GOAL: Copy the entries below verbatim, starting at the line that contains "Point out the lake" and continuing through the end of the entries.

MATERIAL SUPPLIED:
***
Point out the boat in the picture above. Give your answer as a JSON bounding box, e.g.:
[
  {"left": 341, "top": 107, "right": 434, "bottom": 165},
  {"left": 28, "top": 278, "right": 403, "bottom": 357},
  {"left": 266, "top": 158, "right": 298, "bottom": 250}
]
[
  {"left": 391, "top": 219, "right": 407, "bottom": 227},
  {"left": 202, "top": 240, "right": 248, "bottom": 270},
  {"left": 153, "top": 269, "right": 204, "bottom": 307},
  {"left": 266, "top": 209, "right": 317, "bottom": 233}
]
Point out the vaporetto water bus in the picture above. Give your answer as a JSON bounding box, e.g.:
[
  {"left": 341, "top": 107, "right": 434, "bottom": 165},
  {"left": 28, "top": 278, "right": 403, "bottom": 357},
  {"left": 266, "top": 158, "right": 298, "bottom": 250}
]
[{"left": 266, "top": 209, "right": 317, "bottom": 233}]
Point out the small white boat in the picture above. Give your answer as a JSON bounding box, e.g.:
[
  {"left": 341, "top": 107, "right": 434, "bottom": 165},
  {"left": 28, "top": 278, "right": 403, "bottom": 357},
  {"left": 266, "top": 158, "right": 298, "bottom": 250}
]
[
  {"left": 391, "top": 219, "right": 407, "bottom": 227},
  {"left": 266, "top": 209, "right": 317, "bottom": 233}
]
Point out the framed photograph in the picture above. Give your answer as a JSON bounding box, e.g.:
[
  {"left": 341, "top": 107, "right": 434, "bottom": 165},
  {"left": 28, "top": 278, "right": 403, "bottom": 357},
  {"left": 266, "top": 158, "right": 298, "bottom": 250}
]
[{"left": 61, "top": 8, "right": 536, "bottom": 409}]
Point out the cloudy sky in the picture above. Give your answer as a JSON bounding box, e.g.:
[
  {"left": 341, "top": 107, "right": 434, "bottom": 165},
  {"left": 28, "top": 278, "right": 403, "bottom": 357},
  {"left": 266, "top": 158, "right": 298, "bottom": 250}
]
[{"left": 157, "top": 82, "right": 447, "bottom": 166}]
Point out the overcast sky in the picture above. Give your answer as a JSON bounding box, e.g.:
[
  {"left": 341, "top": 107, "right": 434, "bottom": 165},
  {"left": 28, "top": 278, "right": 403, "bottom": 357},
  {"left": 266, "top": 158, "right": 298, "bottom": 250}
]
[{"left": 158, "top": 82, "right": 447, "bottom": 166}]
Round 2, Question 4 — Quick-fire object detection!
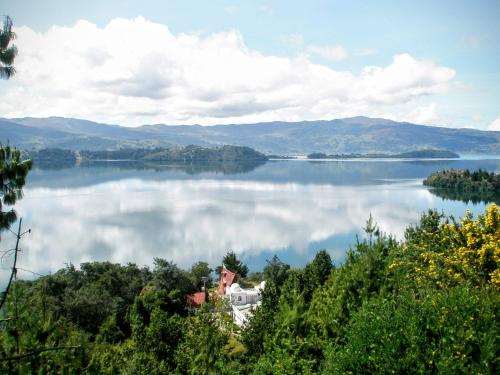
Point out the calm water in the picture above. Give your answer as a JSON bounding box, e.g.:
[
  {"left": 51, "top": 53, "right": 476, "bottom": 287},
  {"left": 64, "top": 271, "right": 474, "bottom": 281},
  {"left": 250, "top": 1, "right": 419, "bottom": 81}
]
[{"left": 0, "top": 159, "right": 500, "bottom": 279}]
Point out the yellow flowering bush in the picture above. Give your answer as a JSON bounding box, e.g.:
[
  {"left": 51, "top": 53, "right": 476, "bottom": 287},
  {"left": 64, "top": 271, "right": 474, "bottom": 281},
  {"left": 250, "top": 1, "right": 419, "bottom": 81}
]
[{"left": 389, "top": 204, "right": 500, "bottom": 289}]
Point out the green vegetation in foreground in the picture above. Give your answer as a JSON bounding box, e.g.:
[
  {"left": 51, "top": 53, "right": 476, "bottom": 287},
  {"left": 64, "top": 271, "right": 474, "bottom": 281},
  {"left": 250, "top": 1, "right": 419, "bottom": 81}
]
[
  {"left": 307, "top": 150, "right": 460, "bottom": 159},
  {"left": 0, "top": 205, "right": 500, "bottom": 374},
  {"left": 423, "top": 169, "right": 500, "bottom": 204}
]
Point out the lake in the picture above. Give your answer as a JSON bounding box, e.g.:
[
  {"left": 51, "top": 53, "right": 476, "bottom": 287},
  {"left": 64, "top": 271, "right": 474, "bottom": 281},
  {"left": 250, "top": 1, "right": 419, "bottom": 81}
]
[{"left": 1, "top": 157, "right": 500, "bottom": 280}]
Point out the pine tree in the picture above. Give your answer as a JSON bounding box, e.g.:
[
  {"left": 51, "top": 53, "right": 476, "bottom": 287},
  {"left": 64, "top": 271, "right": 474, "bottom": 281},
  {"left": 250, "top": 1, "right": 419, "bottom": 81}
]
[{"left": 0, "top": 16, "right": 17, "bottom": 79}]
***
SOLUTION TO THIS EXERCISE:
Point out the lake in the picture above. Give your answer as a JSON bounding box, e.g.:
[
  {"left": 51, "top": 53, "right": 476, "bottom": 287},
  {"left": 64, "top": 271, "right": 474, "bottom": 281},
  {"left": 250, "top": 1, "right": 419, "bottom": 81}
]
[{"left": 1, "top": 157, "right": 500, "bottom": 280}]
Point out the pine tree in the picture above. Give your answer as a JSON bounding box, e.g.:
[
  {"left": 51, "top": 53, "right": 476, "bottom": 287},
  {"left": 64, "top": 271, "right": 474, "bottom": 281},
  {"left": 250, "top": 1, "right": 419, "bottom": 81}
]
[{"left": 0, "top": 16, "right": 17, "bottom": 79}]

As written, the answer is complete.